(Point localization data)
[Start of section]
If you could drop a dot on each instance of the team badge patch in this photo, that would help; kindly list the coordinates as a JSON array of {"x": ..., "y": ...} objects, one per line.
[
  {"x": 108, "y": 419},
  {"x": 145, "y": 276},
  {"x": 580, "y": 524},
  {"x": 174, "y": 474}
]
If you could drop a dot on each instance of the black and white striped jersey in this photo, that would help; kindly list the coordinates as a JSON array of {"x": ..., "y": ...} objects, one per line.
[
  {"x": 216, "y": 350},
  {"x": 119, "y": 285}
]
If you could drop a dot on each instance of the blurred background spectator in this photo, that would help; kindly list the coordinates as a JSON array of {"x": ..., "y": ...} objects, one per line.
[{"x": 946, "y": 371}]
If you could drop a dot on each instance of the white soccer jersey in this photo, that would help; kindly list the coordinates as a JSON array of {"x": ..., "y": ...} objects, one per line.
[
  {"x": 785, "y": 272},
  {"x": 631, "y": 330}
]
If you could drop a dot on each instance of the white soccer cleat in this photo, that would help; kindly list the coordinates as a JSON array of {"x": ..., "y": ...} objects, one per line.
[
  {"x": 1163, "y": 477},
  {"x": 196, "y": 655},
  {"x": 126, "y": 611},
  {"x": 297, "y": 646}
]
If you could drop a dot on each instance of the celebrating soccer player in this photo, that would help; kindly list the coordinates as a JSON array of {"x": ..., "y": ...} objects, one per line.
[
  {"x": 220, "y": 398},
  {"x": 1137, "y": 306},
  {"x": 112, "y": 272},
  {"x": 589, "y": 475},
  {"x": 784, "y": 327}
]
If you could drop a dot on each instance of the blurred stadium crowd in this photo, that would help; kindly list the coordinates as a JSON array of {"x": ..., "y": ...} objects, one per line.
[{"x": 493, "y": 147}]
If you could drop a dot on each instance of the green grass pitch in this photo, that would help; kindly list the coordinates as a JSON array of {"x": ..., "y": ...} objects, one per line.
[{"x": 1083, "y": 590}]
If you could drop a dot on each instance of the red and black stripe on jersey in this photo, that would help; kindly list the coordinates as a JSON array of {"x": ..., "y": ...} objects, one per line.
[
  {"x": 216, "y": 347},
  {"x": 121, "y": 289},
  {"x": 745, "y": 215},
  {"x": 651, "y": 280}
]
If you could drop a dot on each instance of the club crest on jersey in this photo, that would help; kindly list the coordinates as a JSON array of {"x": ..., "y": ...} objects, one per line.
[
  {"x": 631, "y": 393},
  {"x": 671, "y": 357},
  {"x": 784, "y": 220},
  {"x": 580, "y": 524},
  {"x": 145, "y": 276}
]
[End of section]
- TASK TO COMPLETE
Retype every entry exactly.

- RESULT BELOW
If you could drop a dot on each instance of the team badge patch in this photo, that would help; kindly list the coordinates as a JSON array of {"x": ..., "y": ...} objects, one per line.
[
  {"x": 108, "y": 419},
  {"x": 145, "y": 276},
  {"x": 580, "y": 524},
  {"x": 174, "y": 474}
]
If you could drop a dot on each instance of the black and white striped jersey in this photo, that would help; kindly list the coordinates as a JSON array of {"x": ..., "y": ...} objects, one per line.
[
  {"x": 216, "y": 350},
  {"x": 119, "y": 285}
]
If you could drop a dot on each instance of the blurred background spectator in this photo, that would help; kindly list the coordinates as a JSON array of {"x": ..., "y": ...} objects, one per line.
[{"x": 946, "y": 371}]
If you could drop a dot on each instance of the white soccer jersey in this photo, that would help; kindly list the coordinates as a JSON array of {"x": ..., "y": ...} objects, one per line.
[
  {"x": 785, "y": 272},
  {"x": 631, "y": 330}
]
If you could drop a dot on each instance of the white soccer cleat in this photo, that would help; kindly list the coordinates as a JSON array of {"x": ..., "y": ...} objects, one per line.
[
  {"x": 1163, "y": 477},
  {"x": 196, "y": 655},
  {"x": 126, "y": 611},
  {"x": 297, "y": 646}
]
If you could drop a dot on each instance of the celebrating soccer player in this photo, that would help; kindly list the coordinates as a JSON array of {"x": ..., "y": ...} objects, one per line.
[
  {"x": 220, "y": 398},
  {"x": 1137, "y": 306},
  {"x": 112, "y": 272},
  {"x": 589, "y": 475},
  {"x": 784, "y": 327}
]
If you could drop a dot on each instance of the blurred stadium crowd in this photo, that would help; kindly list the coordinates as a JSON array of {"x": ..., "y": ...} objects, one per line.
[{"x": 493, "y": 147}]
If you could drop a dot on each instance of the green grass pitch in this photo, that would help; kindly list the coordinates as a JSON array of {"x": ..., "y": ...} objects, one per line.
[{"x": 1083, "y": 590}]
If you could drop a dot on each instance of the red and black stripe on jersey in this photo, that would help; kindly list the coordinates as a JSON array of {"x": ..., "y": ...} objects, one per line.
[
  {"x": 216, "y": 347},
  {"x": 121, "y": 289},
  {"x": 745, "y": 215},
  {"x": 651, "y": 280}
]
If you could drop a dot on each instance of the club crest on jersey in this photo, that would help; kindly list the coordinates as a JSON array of {"x": ..., "y": ...} objects, one per line.
[
  {"x": 631, "y": 393},
  {"x": 671, "y": 357},
  {"x": 784, "y": 220},
  {"x": 580, "y": 524},
  {"x": 145, "y": 276}
]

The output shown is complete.